# Część tekstowa
..........

W krainie Afrodyty

„I pomyśleć, że dzisiaj rano śnieg padał nam na głowy!” - tymi słowami powitaliśmy cypryjską ziemię – tam prawie lato, w Polsce jeszcze pogoda postanowiła zafundować białe święta, szkoda, że wielkanocne. 

Pełni zapału ruszyliśmy z Larnaki do Pafos, w którym miały brać początek nasze wspaniałe wyprawy rowerowe na wypożyczanych dwóch kółkach. Uznaliśmy, że jedziemy na tak krótki czas, że przewożenie własnych będzie mało opłacalne – korespondencję z wypożyczalniami w Pafos kontynuowałam przez cały miniony tydzień, po to by ostatecznie dowiedzieć się, że rowery owszem możemy mieć, ale dopiero od drugiego dnia pobytu na wyspie.

Zatrzymaliśmy się w Kato Pafos, czyli Dolnym Pafos, części miasta położonej bezpośrednio nad morzem, pełnej wąskich uliczek z niską zabudową, charakterystyczną dla południa Europy, i miłych restauracji. Gdzieniegdzie, pomiędzy budynkami, dawało się dostrzec turkusowe morze. Po prostu wakacje.

Gdy już rozpakowaliśmy się w mieszkaniu udostępnionym przez znajomych, poszliśmy na kolację. Nasz wybór padł na chińską restaurację położoną przy jednej z głównych ulic. Urocza właścicielka, Chinka mieszkająca na Cyprze od 15 lat, zaserwowała nam tradycyjne dania swojej kuchni i jednocześnie przybliżyła codzienne życie mieszkańców wyspy. Rdzennych mieszkańców określiła jako miłych i pogodnych, ale niezbyt pracowitych, wg jej słów na wyspie pracy nie brakuje, tylko trzeba ją chcieć wykonywać. Po kilkunastu latach spędzonych na Cyprze nasza restauratorka czuje się Cypryjką, ale zapytana o to, gdzie jest jej dom, bez chwili namysłu odpowiada „w Chinach!”.
Następnego dnia, o poranku, pełna wiary i nadziei ruszyłam w miasto w poszukiwaniu miejsca, które mogło pomóc zaspokoić nasz głód rowerowy (wypożyczenie bicykli wzięłam na siebie, bo to mnie przede wszystkim korba kręci). Dzięki wskazówkom spotkanej poprzedniego dnia Chinki już po kilku krokach wypatrzyłam to, czego potrzebowałam – rząd równo ustawionych rowerów z daleka rzucał się w oczy, a ja czym prędzej rzuciłam się na dwa górskie. Tym razem obsługiwał mnie Rosjanin, który od czterech lat spędza wakacje na Cyprze, przy okazji pracując w wypożyczalni rowerów „czego chcieć więcej? Słońce, ciepło, piękne otoczenie, przyjemna praca – to wakacje”. Zabawna to była konwersacja, gdyż niekiedy słowa brakujące po angielsku zastępowaliśmy rosyjskimi i odwrotnie, gdy postanowiliśmy odświeżyć język, którego uczyliśmy się w podstawówce.

..........

Rekordy źródłowe:

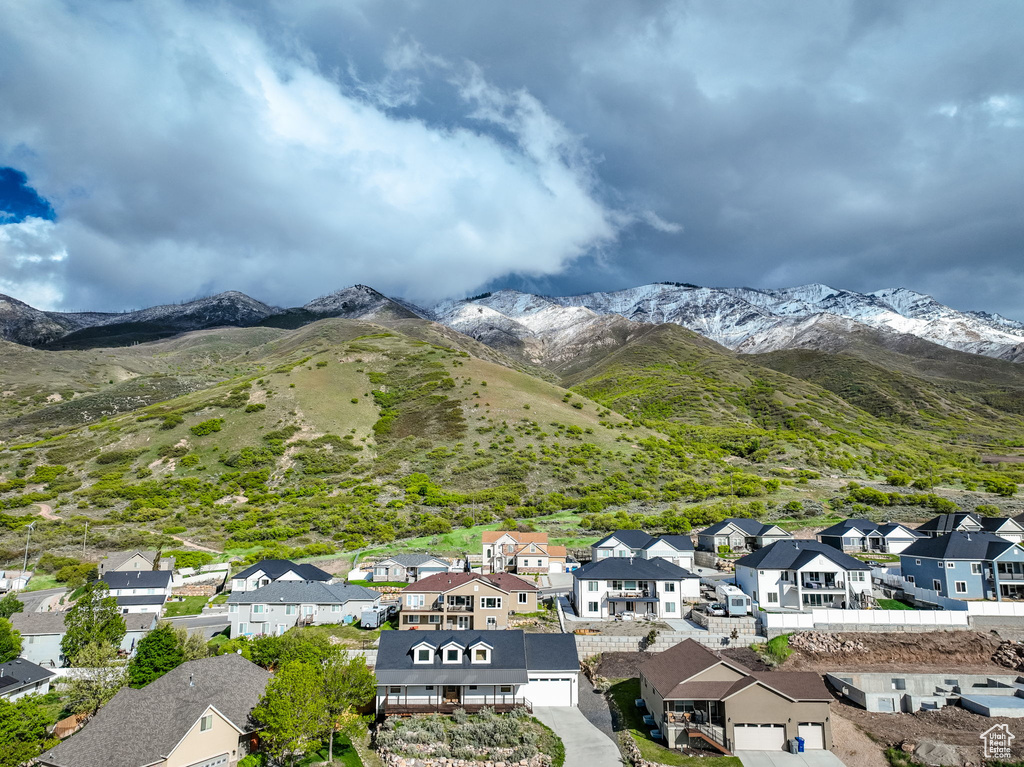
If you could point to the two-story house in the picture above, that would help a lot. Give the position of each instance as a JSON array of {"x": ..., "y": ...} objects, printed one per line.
[
  {"x": 446, "y": 670},
  {"x": 275, "y": 608},
  {"x": 138, "y": 591},
  {"x": 966, "y": 565},
  {"x": 642, "y": 588},
  {"x": 410, "y": 567},
  {"x": 737, "y": 535},
  {"x": 863, "y": 536},
  {"x": 460, "y": 601},
  {"x": 803, "y": 574},
  {"x": 270, "y": 570},
  {"x": 676, "y": 549},
  {"x": 695, "y": 695},
  {"x": 525, "y": 553}
]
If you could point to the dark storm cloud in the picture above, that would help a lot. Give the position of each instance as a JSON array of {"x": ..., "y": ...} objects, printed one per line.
[{"x": 863, "y": 144}]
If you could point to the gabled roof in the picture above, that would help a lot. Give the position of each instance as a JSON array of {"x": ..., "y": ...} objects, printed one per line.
[
  {"x": 303, "y": 592},
  {"x": 793, "y": 554},
  {"x": 137, "y": 579},
  {"x": 142, "y": 727},
  {"x": 274, "y": 568},
  {"x": 976, "y": 546},
  {"x": 632, "y": 568}
]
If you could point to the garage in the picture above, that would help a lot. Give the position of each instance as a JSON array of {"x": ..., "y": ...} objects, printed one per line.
[
  {"x": 759, "y": 737},
  {"x": 551, "y": 688},
  {"x": 813, "y": 734}
]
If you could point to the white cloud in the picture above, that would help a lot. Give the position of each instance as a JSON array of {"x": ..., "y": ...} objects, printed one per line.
[{"x": 182, "y": 156}]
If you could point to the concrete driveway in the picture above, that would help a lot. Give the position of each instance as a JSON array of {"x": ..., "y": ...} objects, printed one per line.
[
  {"x": 784, "y": 759},
  {"x": 585, "y": 744}
]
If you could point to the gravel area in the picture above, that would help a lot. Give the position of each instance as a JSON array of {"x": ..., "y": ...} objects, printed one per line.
[{"x": 595, "y": 708}]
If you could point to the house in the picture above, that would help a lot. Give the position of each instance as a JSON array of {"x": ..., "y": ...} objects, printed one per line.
[
  {"x": 966, "y": 565},
  {"x": 803, "y": 574},
  {"x": 695, "y": 695},
  {"x": 278, "y": 607},
  {"x": 448, "y": 670},
  {"x": 20, "y": 677},
  {"x": 198, "y": 715},
  {"x": 43, "y": 632},
  {"x": 129, "y": 561},
  {"x": 271, "y": 570},
  {"x": 737, "y": 535},
  {"x": 510, "y": 551},
  {"x": 138, "y": 591},
  {"x": 1010, "y": 528},
  {"x": 676, "y": 549},
  {"x": 614, "y": 586},
  {"x": 410, "y": 567},
  {"x": 460, "y": 601},
  {"x": 865, "y": 536}
]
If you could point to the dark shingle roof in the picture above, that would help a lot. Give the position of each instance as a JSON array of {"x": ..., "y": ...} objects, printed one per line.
[
  {"x": 137, "y": 580},
  {"x": 632, "y": 567},
  {"x": 274, "y": 568},
  {"x": 960, "y": 546},
  {"x": 141, "y": 727},
  {"x": 303, "y": 592},
  {"x": 551, "y": 652},
  {"x": 791, "y": 555}
]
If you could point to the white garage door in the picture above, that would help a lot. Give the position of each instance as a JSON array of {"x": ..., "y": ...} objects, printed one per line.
[
  {"x": 759, "y": 736},
  {"x": 550, "y": 690},
  {"x": 813, "y": 734}
]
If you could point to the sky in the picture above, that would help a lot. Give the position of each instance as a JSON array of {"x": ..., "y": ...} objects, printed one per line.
[{"x": 159, "y": 152}]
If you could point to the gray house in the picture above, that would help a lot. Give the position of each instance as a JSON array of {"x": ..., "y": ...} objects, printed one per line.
[
  {"x": 280, "y": 606},
  {"x": 966, "y": 565},
  {"x": 42, "y": 632}
]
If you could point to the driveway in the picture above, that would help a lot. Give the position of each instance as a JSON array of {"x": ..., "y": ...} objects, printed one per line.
[
  {"x": 586, "y": 746},
  {"x": 784, "y": 759}
]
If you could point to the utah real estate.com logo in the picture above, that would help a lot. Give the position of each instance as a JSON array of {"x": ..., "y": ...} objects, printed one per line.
[{"x": 996, "y": 740}]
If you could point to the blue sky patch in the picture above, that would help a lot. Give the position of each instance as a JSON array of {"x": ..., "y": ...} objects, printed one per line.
[{"x": 18, "y": 201}]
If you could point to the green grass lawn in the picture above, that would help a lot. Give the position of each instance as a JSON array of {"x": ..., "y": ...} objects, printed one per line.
[
  {"x": 190, "y": 606},
  {"x": 625, "y": 692}
]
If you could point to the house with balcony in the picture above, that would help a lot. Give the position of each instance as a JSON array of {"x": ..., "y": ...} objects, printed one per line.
[
  {"x": 138, "y": 591},
  {"x": 446, "y": 670},
  {"x": 803, "y": 574},
  {"x": 863, "y": 536},
  {"x": 966, "y": 565},
  {"x": 676, "y": 549},
  {"x": 1006, "y": 527},
  {"x": 271, "y": 570},
  {"x": 633, "y": 588},
  {"x": 275, "y": 608},
  {"x": 738, "y": 535},
  {"x": 464, "y": 601},
  {"x": 525, "y": 553},
  {"x": 701, "y": 700}
]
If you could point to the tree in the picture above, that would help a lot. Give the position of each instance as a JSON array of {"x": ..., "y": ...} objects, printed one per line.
[
  {"x": 10, "y": 641},
  {"x": 292, "y": 711},
  {"x": 9, "y": 605},
  {"x": 348, "y": 685},
  {"x": 92, "y": 620},
  {"x": 87, "y": 692},
  {"x": 158, "y": 652}
]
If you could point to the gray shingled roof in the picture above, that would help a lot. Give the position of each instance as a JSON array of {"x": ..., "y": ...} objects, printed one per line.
[
  {"x": 140, "y": 727},
  {"x": 303, "y": 592}
]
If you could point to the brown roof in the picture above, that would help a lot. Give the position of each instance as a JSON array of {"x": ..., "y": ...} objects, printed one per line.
[{"x": 491, "y": 537}]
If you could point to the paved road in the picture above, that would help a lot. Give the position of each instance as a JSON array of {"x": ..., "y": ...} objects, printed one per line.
[{"x": 586, "y": 746}]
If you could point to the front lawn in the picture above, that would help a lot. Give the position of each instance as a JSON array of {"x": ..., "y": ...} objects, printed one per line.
[{"x": 625, "y": 692}]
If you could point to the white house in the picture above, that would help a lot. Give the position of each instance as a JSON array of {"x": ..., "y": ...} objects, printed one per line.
[
  {"x": 803, "y": 574},
  {"x": 640, "y": 587}
]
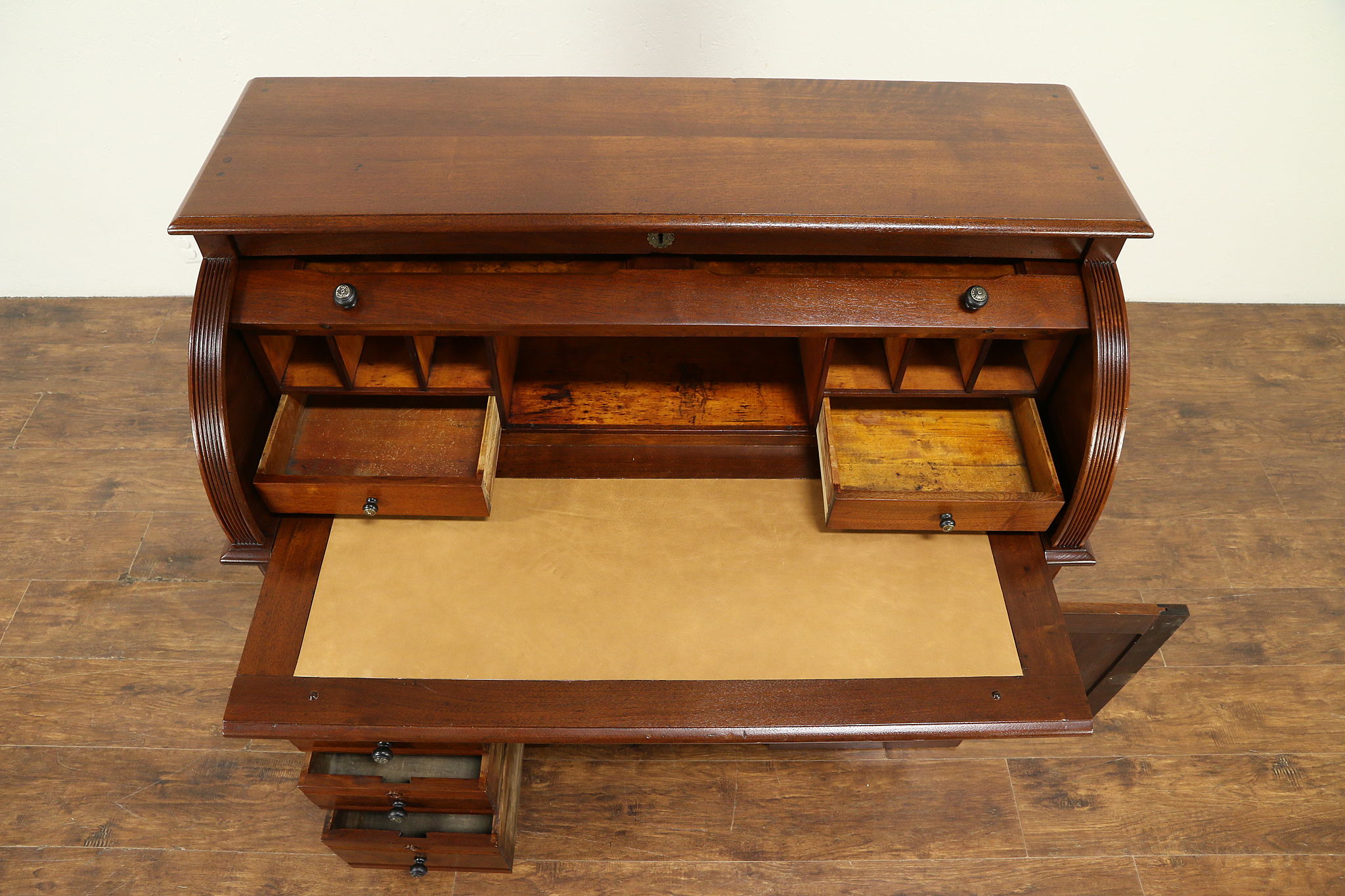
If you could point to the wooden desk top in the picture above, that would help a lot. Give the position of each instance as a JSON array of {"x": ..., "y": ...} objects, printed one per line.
[{"x": 472, "y": 155}]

..........

# Polecenia
**a)** Od ilu lat właścicielka chińskiej restauracji mieszka na Cyprze według relacji z Cypru?
**b)** W relacji z Cypru zamień „turkusowe morze” na „błękitne morze” i podaj fragment od słów „Pełni zapału ruszyliśmy” do słów „Po prostu wakacje.” włącznie.
**c)** Kontynuuj, proszę, relację z Cypru od miejsca, w którym się kończy.
Do wykonania zadań rekordy nie są potrzebne.

# Oczekiwane odpowiedzi
**a)** Od 15 lat.

**b)**
Pełni zapału ruszyliśmy z Larnaki do Pafos, w którym miały brać początek nasze wspaniałe wyprawy rowerowe na wypożyczanych dwóch kółkach. Uznaliśmy, że jedziemy na tak krótki czas, że przewożenie własnych będzie mało opłacalne – korespondencję z wypożyczalniami w Pafos kontynuowałam przez cały miniony tydzień, po to by ostatecznie dowiedzieć się, że rowery owszem możemy mieć, ale dopiero od drugiego dnia pobytu na wyspie.

Zatrzymaliśmy się w Kato Pafos, czyli Dolnym Pafos, części miasta położonej bezpośrednio nad morzem, pełnej wąskich uliczek z niską zabudową, charakterystyczną dla południa Europy, i miłych restauracji. Gdzieniegdzie, pomiędzy budynkami, dawało się dostrzec błękitne morze. Po prostu wakacje.

**c)**
W końcu, szczęśliwi, dosiedliśmy naszych rumaków – na ten dzień celem była Petra Tou Romiou – miejsce oddalone od miasta o ok. 30 km, w którym, według legendy, Afrodyta wynurzyła się z morskich fal. Ruszyliśmy przez miasto, starannie unikając jazdy po jezdni – lewostronny ruch skutecznie nas odstraszał od tego typu „ekstremalnych” wyczynów, ale generalnie poruszanie się w mieście jest łatwe i przyjemne, ze względu na dość dobrze rozwiniętą sieć dróg rowerowych. Pojechaliśmy więc nadmorską promenadą, mijając po drodze mniejsze i większe hotele, napawając się słońcem i wiatrem. Początkowo asfaltowa ścieżka rowerowa (uwaga na krawężniki i słupki) zamieniła się w gruntową drogę biegnącą wzdłuż samego brzegu. Widoki fantastyczne – turkusowa woda i błękitne niebo – po prostu raj na ziemi, szczególnie dla takich jak my – spragnionych słońca po szarej, polskiej zimie. Po paru kilometrach droga odbijała w głąb lądu i już na samym zakręcie zaskoczył nas nietypowy element krajobrazu – niewielka kapliczka w tradycyjnym, greckim stylu,  wysokości ok 50 cm otoczona pluszowymi zabawkami – widać, że większość z nich leży tam już dość długo, bo żywe barwy dawno odeszły w niepamięć. Niestety nie znaleźliśmy żadnej tabliczki wyjaśniającej na co patrzymy, mogliśmy jedynie snuć domysły, że może jest to miejsce upamiętniające jakieś dziecko, wypadek czy inne tragiczne wydarzenie.
Dalsza droga wśród pól budziła pragnienie uwiecznienia otaczających nas zapachów i dźwięków – gorzki, orzeźwiający zapach polnych ziół mieszał się z upajająco słodkim zapachem drzew pomarańczowych i ćwierkaniem cykad. Jaka szkoda, że nie można uwiecznić zapachu! Mnie dodatkowo zachwycały osty rosnące w rowach – piękne, amarantowe, o cudownie ostrych i długich liściach oraz łany żółtych kwiatów kształtem przypominających nasze rumianki. W zachwyt wprawiały mnie również niewielkie fragmenty plantacji trzciny cukrowej (swego czasu uprawa trzciny stanowiła istotny element cypryjskiej gospodarki) – traw wysokich na 4 metry chyba jeszcze nie widziałam.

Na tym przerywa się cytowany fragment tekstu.